- [Exercise]: Copy out all the data, word for word.

- [Entries supplied]:
┄┄┄┄┄┄┄┄┄┄

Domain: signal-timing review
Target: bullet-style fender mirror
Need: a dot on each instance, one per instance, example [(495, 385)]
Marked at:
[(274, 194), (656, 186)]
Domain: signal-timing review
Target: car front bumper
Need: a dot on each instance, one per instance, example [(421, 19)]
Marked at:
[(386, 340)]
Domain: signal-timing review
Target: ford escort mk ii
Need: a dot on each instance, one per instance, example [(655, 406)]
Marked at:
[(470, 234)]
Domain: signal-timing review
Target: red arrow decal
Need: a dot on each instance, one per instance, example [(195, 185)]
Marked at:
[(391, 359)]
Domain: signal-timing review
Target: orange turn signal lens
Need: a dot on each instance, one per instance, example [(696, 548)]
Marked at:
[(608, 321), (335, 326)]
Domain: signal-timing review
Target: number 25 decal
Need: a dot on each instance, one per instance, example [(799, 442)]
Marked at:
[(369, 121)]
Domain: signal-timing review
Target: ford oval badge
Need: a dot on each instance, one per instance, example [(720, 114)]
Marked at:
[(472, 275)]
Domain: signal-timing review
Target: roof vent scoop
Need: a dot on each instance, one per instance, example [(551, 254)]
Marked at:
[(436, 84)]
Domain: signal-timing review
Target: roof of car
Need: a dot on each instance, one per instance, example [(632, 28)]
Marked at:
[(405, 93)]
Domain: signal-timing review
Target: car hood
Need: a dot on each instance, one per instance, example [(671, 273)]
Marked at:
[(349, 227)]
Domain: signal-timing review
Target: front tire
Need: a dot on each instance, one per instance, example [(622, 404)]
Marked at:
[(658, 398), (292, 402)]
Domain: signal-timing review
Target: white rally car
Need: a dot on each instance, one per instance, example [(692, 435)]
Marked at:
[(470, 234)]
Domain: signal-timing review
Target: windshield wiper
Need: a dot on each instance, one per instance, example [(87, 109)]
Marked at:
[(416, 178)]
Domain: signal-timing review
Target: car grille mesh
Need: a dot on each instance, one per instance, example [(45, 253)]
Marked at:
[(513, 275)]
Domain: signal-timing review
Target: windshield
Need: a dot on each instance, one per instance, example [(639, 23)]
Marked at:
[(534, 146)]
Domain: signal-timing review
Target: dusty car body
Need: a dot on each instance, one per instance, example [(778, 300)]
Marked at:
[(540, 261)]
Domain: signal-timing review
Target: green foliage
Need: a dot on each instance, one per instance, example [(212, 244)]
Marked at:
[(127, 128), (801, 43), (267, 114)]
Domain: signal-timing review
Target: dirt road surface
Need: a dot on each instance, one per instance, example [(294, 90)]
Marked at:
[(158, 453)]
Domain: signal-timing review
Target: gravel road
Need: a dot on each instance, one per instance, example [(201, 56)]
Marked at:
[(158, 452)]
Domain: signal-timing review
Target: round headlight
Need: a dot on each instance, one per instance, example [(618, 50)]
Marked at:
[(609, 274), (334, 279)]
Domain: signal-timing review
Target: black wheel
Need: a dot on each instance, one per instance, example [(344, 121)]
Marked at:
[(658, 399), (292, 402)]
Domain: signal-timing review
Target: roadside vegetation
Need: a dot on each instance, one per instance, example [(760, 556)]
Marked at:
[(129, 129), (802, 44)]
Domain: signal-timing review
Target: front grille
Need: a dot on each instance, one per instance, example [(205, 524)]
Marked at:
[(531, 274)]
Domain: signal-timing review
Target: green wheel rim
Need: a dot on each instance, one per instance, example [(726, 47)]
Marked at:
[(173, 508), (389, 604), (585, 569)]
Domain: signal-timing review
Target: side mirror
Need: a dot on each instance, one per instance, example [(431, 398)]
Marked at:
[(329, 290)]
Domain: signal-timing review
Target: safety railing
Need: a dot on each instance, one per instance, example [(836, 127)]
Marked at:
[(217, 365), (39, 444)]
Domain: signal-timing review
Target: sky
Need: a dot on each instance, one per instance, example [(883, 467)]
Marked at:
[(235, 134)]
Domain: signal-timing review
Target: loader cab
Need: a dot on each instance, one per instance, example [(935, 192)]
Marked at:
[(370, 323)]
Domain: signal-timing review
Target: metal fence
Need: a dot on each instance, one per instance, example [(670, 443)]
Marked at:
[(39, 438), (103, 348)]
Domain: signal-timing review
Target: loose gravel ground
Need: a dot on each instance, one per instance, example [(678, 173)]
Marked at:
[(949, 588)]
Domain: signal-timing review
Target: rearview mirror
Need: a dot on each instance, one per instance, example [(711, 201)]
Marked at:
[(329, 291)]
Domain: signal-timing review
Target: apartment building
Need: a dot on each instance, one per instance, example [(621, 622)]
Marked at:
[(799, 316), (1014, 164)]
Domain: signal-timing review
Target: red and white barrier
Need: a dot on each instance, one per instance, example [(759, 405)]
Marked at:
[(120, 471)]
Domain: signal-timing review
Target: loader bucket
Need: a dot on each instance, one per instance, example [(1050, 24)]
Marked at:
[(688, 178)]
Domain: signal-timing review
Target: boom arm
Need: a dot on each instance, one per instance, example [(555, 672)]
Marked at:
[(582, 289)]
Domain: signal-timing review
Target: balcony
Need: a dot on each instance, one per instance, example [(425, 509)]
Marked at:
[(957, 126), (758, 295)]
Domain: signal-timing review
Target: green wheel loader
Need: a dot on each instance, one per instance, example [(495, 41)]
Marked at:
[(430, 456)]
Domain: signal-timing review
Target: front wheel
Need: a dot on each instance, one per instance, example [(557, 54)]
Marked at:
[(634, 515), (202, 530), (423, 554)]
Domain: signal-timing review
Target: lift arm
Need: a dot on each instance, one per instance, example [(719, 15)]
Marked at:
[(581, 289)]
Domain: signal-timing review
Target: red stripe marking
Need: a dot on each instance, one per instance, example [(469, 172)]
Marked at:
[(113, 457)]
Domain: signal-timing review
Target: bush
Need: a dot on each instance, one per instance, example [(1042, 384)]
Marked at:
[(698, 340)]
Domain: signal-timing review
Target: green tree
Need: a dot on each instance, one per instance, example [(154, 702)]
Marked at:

┄┄┄┄┄┄┄┄┄┄

- [Response to this task]:
Domain: signal-timing review
Target: bullet-style fender mirror
Need: a dot on each instance, one per instance, example [(495, 385)]
Marked at:
[(274, 194), (656, 186)]
Domain: signal-timing review
Target: car front bumper
Need: a dot on each instance, one per instance, example [(421, 19)]
Marked at:
[(386, 340)]
Domain: signal-timing review
Target: ford escort mk ii
Need: a dot on each instance, one per instance, example [(655, 406)]
Marked at:
[(470, 234)]
Domain: signal-timing review
Target: red arrow decal
Need: a dot on each instance, one per instance, example [(195, 185)]
Marked at:
[(391, 359)]
Domain: signal-timing review
Target: orange turn signal lens
Need: a dot on each instance, one per instance, example [(696, 548)]
Marked at:
[(608, 321), (335, 326)]
Domain: signal-timing review
Target: number 25 decal
Need: a dot on each instance, one per instance, example [(799, 442)]
Marked at:
[(369, 121)]
Domain: signal-timing review
Target: ford oval badge
Need: a dot on each instance, one per instance, example [(720, 114)]
Marked at:
[(472, 275)]
Domain: signal-timing review
Target: roof vent scoop
Need: a dot on each instance, one per instance, example [(551, 254)]
Marked at:
[(436, 84)]
Domain: signal-timing review
Target: roof of car
Need: a dot on each instance, one per instance, example [(632, 28)]
Marked at:
[(405, 93)]
Domain: signal-timing review
Target: car hood
Need: a dot on each instance, one per instance, example [(671, 273)]
Marked at:
[(349, 227)]
Domain: signal-timing review
Target: front tire
Need: a dot on each instance, one per instance, example [(622, 404)]
Marked at:
[(658, 398), (292, 402)]
Domain: signal-timing review
Target: white rally car
Need: a dot on each instance, one per instance, example [(692, 435)]
Marked at:
[(470, 234)]
Domain: signal-timing review
Target: windshield wiper
Need: a dot on each instance, one per instance, example [(87, 109)]
Marked at:
[(416, 178)]
Domain: signal-timing review
Target: car grille mesh
Need: a dot on each instance, one per instance, example [(45, 253)]
Marked at:
[(513, 275)]
Domain: signal-timing review
Target: windshield
Need: a dot on each instance, one per instance, example [(639, 23)]
Marked at:
[(534, 146)]
Domain: signal-timing review
Target: dusty car body
Need: a dot on each instance, one per instance, example [(778, 300)]
Marked at:
[(540, 261)]
Domain: signal-timing review
Target: green foliage
Need: a dot on each instance, one per instance, example [(212, 244)]
Marked at:
[(127, 128), (801, 43), (267, 114)]
Domain: signal-timing review
Target: dirt road surface
Need: a dot on each instance, one per instance, example [(294, 90)]
Marked at:
[(158, 453)]
Domain: signal-timing review
Target: gravel road
Need: a dot on each instance, one per instance, example [(201, 56)]
Marked at:
[(158, 452)]
Domain: signal-timing review
Target: round headlight
Need: a dot on each instance, one per instance, example [(618, 50)]
Marked at:
[(609, 274), (334, 279)]
Domain: signal-timing review
Target: black wheel
Need: a dot on each instance, one per instance, example [(344, 121)]
Marked at:
[(658, 399), (292, 402)]
Domain: signal-timing review
Target: roadside vegetation
Need: a dot on each instance, one per instance, example [(760, 556)]
Marked at:
[(129, 129), (802, 44)]
Domain: signal-timing review
Target: front grille
Need: a dot on each instance, one per instance, example [(205, 524)]
Marked at:
[(531, 274)]
Domain: signal-timing review
Target: green wheel rim
Need: a dot on each instance, one per instance, example [(726, 47)]
Marked at:
[(173, 508), (389, 604), (585, 569)]
Domain: signal-timing review
Target: side mirror
Need: a dot on each instance, one per instance, example [(431, 398)]
Marked at:
[(329, 290)]
Domain: signal-timing review
Target: safety railing
Need: a dot on each instance, one per instance, example [(836, 127)]
Marked at:
[(217, 365), (39, 444)]
Domain: signal-timing review
Target: sky
Need: a dot on each instance, one per instance, example [(883, 467)]
Marked at:
[(235, 134)]
Domain: signal-timing review
Target: loader cab
Need: a dot on each instance, one per instance, example [(935, 192)]
Marked at:
[(370, 323)]
Domain: signal-timing review
Target: metal fence
Need: a dot on each instance, one per instance, example [(670, 443)]
Marked at:
[(39, 438), (103, 348)]
Domain: signal-timing review
Target: loose gravel ground
Need: a dot on each instance, one per instance, example [(678, 173)]
Marked at:
[(949, 588)]
Domain: signal-timing review
Target: rearview mirror
Need: a dot on each instance, one per instance, example [(711, 201)]
Marked at:
[(329, 291)]
Domain: signal-timing review
Target: apartment building
Need: a dot on each instance, one per instance, example [(621, 622)]
Marked at:
[(799, 316), (1014, 164)]
Domain: signal-timing review
Target: red and white barrier
Need: a dot on each instance, one per instance, example [(759, 405)]
Marked at:
[(120, 471)]
Domain: signal-timing review
Target: loader bucket
Need: a dot on each instance, one per instance, example [(1050, 24)]
Marked at:
[(688, 178)]
Domain: signal-timing review
Target: boom arm
Need: a dot on each instance, one per instance, example [(555, 672)]
Marked at:
[(582, 289)]
Domain: signal-timing review
Target: balcony
Need: a dot on each instance, one per instance, example [(425, 509)]
Marked at:
[(957, 126), (758, 295)]
Domain: signal-timing review
Target: green wheel loader
Need: a dot on each instance, one per instance, example [(495, 41)]
Marked at:
[(430, 456)]
Domain: signal-timing review
Target: front wheel
Need: a dot on each instance, one per instance, example [(557, 54)]
Marked at:
[(634, 515), (202, 530), (423, 554)]
Domain: signal-timing review
Target: lift arm
Need: a dot on each instance, one per instance, example [(719, 15)]
Marked at:
[(581, 289)]
Domain: signal-timing review
Target: red stripe marking
Need: a dot on each instance, one per instance, example [(469, 172)]
Marked at:
[(113, 457)]
Domain: signal-timing review
Target: bush
Need: a dot on each instance, one per instance, example [(1042, 384)]
Marked at:
[(698, 340)]
Domain: signal-timing review
Target: green tree
Need: a dot on each instance, one per instance, example [(154, 702)]
Marked at:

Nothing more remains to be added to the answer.